Written tasks:
1. List every channel that the PMax reporting article below says you can now see performing inside your PMax campaigns.
2. From the PMax reporting article below, reproduce the stretch from "However, there is" through "of them drove." word for word.
3. According to the PMax reporting article below, what would the author like to be able to do with a network that does not perform?

Given passage:
Google’s rolling out new reporting tools that break down how each channel contributes to your PMax campaign. If you’ve ever felt like PMax is a black box, this update is a step in the right direction.
However, there is always a “however”.
What’s new in this PMax update?
Channel-level reporting
You’ll now be able to see exactly how Search, YouTube, Display, Discover, Gmail, Maps, and partner sites are performing inside your PMax campaigns. Real data, not guesses.
I think we will not be needing any scripts, which in my opinion, is pain in the ass.
This is how it will look in your account.
And then you have a table with more insights per channel:
Let’s explore what we see here.
- It’s great to see what networks drive traffic; we used to have a script for that. I love the more detailed channel breakdown, where you see how many conversions each of them drove.
- I would like to be able to exclude a network if it does not perform. We can exclude keywords, we can exclude placements, but it’s not as convenient as it can be.
- And then there is bidding options per channel. That would be awesome, but I guess next time.

Given material:
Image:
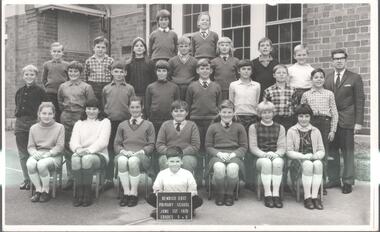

Answers below:
1.
Search
YouTube
Display
Discover
Gmail
Maps
partner sites

2.
However, there is always a “however”.
What’s new in this PMax update?
Channel-level reporting
You’ll now be able to see exactly how Search, YouTube, Display, Discover, Gmail, Maps, and partner sites are performing inside your PMax campaigns. Real data, not guesses.
I think we will not be needing any scripts, which in my opinion, is pain in the ass.
This is how it will look in your account.
And then you have a table with more insights per channel:
Let’s explore what we see here.
- It’s great to see what networks drive traffic; we used to have a script for that. I love the more detailed channel breakdown, where you see how many conversions each of them drove.

3. The author would like to be able to exclude it.